◆ What is being asked: From the line that contains "Note: one point per instance of the dog's tail, never" to the last line of the entries, set down each line exactly as written, both ends included, with nothing else.
***** Exercise data *****
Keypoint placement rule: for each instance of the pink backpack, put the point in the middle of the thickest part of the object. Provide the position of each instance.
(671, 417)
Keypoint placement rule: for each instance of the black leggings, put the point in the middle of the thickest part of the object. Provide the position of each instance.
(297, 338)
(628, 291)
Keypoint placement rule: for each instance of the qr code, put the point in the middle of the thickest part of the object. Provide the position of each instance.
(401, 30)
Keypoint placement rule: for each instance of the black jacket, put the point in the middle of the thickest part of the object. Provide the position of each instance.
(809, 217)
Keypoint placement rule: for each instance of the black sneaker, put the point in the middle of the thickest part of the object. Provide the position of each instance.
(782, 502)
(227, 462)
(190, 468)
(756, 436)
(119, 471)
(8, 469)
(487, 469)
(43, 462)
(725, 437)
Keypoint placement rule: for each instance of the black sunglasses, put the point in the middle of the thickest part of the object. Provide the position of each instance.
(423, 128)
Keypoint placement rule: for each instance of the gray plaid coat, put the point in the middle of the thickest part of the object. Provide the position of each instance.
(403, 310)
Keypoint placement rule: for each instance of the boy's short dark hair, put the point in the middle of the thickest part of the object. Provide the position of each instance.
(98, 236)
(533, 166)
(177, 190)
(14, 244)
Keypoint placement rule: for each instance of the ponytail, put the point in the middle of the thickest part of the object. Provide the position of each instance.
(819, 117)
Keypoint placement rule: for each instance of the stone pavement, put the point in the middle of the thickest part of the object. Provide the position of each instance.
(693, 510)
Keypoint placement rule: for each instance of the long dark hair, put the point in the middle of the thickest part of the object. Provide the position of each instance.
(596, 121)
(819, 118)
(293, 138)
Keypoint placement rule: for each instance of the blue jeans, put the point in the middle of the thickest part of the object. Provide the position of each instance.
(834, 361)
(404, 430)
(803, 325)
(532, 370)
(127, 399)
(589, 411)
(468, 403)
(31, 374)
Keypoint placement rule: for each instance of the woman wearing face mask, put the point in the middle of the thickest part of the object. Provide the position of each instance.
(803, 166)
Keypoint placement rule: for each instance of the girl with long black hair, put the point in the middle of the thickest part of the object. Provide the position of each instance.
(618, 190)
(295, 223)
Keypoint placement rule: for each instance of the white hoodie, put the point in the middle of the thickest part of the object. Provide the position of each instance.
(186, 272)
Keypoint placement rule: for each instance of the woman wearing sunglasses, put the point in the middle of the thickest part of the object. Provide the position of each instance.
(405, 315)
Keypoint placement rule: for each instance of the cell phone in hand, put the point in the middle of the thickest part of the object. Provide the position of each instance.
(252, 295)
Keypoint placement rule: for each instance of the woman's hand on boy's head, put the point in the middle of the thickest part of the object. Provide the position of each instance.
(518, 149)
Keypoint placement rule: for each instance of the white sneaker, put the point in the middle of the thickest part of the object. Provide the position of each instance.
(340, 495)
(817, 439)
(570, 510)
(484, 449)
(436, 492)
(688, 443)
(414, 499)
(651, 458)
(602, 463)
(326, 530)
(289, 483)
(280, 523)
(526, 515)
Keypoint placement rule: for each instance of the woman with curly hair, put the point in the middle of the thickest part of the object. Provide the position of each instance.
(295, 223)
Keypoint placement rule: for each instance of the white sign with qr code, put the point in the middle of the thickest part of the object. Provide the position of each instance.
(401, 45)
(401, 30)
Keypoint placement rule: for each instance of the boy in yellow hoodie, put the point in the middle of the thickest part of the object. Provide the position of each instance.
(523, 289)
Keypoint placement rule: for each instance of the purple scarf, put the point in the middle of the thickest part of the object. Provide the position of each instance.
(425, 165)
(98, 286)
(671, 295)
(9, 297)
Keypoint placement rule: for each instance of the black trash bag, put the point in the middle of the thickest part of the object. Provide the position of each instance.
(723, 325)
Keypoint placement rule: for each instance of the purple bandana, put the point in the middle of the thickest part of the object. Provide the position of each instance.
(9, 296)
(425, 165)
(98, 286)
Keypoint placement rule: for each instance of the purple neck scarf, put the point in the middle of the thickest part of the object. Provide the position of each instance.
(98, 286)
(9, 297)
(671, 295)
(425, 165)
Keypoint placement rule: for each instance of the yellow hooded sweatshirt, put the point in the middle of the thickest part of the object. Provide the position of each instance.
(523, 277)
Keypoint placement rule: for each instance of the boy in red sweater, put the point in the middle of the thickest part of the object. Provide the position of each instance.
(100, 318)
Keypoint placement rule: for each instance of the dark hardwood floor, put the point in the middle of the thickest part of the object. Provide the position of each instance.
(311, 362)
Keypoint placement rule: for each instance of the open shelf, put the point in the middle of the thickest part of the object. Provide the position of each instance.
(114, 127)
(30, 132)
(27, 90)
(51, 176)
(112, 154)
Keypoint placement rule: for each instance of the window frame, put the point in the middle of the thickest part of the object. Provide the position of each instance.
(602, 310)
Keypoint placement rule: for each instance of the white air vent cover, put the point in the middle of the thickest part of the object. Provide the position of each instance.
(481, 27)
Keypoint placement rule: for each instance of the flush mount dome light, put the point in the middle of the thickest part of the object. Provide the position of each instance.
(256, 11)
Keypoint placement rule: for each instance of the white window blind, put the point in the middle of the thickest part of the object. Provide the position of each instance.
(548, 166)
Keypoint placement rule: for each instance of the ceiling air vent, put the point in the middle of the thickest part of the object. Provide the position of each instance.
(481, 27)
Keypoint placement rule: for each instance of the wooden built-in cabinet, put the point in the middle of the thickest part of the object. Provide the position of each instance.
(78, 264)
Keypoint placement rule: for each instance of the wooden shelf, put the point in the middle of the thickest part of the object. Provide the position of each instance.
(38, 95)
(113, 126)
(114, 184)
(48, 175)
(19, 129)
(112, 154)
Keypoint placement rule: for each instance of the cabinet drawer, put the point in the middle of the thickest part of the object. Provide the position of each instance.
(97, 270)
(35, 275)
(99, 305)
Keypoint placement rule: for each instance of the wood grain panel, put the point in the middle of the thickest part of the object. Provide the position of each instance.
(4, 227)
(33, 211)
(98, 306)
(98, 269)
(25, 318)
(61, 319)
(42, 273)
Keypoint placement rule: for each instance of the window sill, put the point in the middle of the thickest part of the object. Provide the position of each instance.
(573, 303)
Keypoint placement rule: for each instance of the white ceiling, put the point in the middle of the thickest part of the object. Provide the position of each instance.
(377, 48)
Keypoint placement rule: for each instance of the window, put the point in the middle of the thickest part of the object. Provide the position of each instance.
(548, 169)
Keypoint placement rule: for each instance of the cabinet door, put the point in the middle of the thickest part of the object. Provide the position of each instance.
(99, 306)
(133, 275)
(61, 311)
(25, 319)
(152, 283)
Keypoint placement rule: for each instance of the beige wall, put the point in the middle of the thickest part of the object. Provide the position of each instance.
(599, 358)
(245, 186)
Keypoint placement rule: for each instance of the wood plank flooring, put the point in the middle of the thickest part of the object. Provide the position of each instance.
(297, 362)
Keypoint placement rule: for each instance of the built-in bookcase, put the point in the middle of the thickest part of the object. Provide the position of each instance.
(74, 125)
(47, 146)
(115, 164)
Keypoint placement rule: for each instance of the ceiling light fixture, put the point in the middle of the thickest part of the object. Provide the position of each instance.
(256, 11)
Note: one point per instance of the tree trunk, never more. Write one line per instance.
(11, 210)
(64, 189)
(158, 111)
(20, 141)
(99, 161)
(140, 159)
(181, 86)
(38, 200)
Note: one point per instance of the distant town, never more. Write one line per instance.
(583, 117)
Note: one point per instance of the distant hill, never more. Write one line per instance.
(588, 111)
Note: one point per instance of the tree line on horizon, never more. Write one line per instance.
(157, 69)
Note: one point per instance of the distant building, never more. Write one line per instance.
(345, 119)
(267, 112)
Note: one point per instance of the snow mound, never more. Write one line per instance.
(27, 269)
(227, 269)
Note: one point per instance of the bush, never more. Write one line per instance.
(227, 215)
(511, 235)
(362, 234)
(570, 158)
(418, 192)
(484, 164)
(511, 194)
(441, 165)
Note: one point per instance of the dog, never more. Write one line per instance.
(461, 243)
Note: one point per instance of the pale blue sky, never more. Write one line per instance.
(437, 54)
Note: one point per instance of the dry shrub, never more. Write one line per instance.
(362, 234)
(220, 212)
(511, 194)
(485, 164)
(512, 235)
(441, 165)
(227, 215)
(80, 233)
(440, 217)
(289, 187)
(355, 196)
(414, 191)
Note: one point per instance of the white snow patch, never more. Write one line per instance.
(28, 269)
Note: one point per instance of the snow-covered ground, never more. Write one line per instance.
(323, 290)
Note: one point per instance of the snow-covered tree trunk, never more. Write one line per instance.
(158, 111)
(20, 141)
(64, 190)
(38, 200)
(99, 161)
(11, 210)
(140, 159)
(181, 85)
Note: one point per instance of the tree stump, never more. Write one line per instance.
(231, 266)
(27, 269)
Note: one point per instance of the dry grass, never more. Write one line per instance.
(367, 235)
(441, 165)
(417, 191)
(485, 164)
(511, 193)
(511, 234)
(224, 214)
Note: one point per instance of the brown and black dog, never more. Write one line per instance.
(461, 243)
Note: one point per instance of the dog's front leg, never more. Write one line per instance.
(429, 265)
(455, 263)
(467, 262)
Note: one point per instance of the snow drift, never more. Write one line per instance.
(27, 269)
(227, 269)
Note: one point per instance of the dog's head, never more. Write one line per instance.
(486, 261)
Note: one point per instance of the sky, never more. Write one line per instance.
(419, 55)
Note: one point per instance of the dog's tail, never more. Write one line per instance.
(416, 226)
*****
◆ Expected output:
Note: one point per instance of the dog's tail, never more. Write one line per instance.
(416, 226)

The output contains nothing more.